Print   |    |  Comment

PJ/Case Laws/09-10/16

 

PJ/Case Laws/2009-10/16

 

 

Case Laws

 

 

Central Excise Section:

 

Case: -            Titawi Sugar Complex v/s CCE, Meerut-I

 

Citation: - 2009 (94) RLT 28 (CESTAT-Del.)

 

Issue: - Whether taking of suo-motto credit of amount reversed is allowed? Whether non filing of declaration will lead disallowance of Cenvat credit?

 

Brief Facts: - Appellant, a sugar mill, had procured capital goods on which credit was taken and they had also received components, spares and accessories meant for capital goods. They had also received several inputs. The Department contended that the credit taken by the appellant was not available to them. It was contended that the Chem Ash on which credit was taken, was used to clean the boiler tubes by de-scaling and was not used in the manufacture of final products. No declaration was filed for Defoamers on which credit was taken. Certain components, spares and accessories meant for conveyors and other machinery did not fall under the category (a), (b), (c) under Rule 57-Q. Goods for which mandatory  declaration was required to be filed under Rule 57-G(5), was not filed. In the year 1996, credit was reversed on the direction of the Superintendent of Central Excise which had pointed that credit was not available on certain materials. Thereafter, they have suo moto taken credit of the reversed amount in January, 1999. It was also contended that credit taken on invoices not having relevant details was also not admissible. Demand was confirmed and penalty imposed by the Original Authority and upheld in appeal before the Commissioner (A). Appellant has come up in appeal before the Tribunal.

Dataset excerpts =
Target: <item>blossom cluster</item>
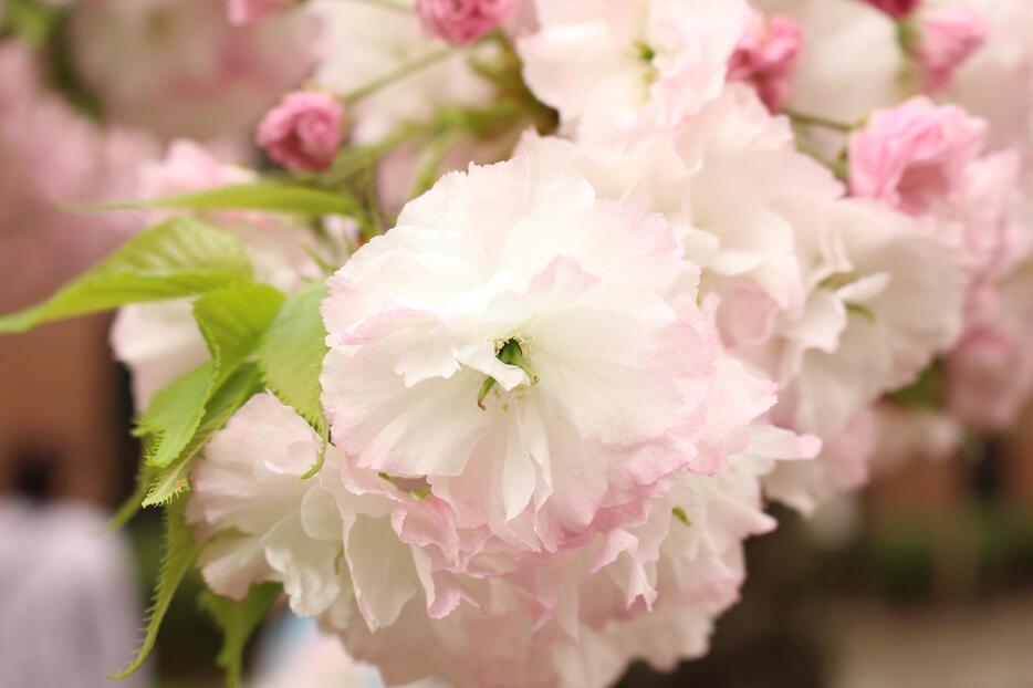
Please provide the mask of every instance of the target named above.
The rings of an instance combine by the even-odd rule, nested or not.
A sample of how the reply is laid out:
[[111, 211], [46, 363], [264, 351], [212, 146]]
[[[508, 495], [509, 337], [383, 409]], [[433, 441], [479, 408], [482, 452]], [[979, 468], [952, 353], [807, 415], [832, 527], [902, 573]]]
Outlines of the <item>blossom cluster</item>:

Task set =
1. Decide whether each statement agrees with the case summary, and answer yes or no while quoting the deciding words: (a) the appellant is a sugar mill; (b) the credit was reversed in 1999; (c) the Chem Ash was used to clean the boiler tubes.
2. Answer these questions from the case summary, one per line:
(a) What is the citation of the case?
(b) For which goods was no declaration filed?
(c) In what month and year did the appellant take suo moto credit of the reversed amount?
3. Quote the case summary word for word, beginning at the words "Citation: - 2009" and ending after the words "of Cenvat credit?".

Answers to the exercise =
1.
(a) Yes: "Appellant, a sugar mill"
(b) No: "In the year 1996, credit was reversed on the direction of the Superintendent of Central Excise"
(c) Yes: "was used to clean the boiler tubes by de-scaling"

2.
(a) 2009 (94) RLT 28 (CESTAT-Del.)
(b) Defoamers
(c) January, 1999

3.
Citation: - 2009 (94) RLT 28 (CESTAT-Del.)

 

Issue: - Whether taking of suo-motto credit of amount reversed is allowed? Whether non filing of declaration will lead disallowance of Cenvat credit?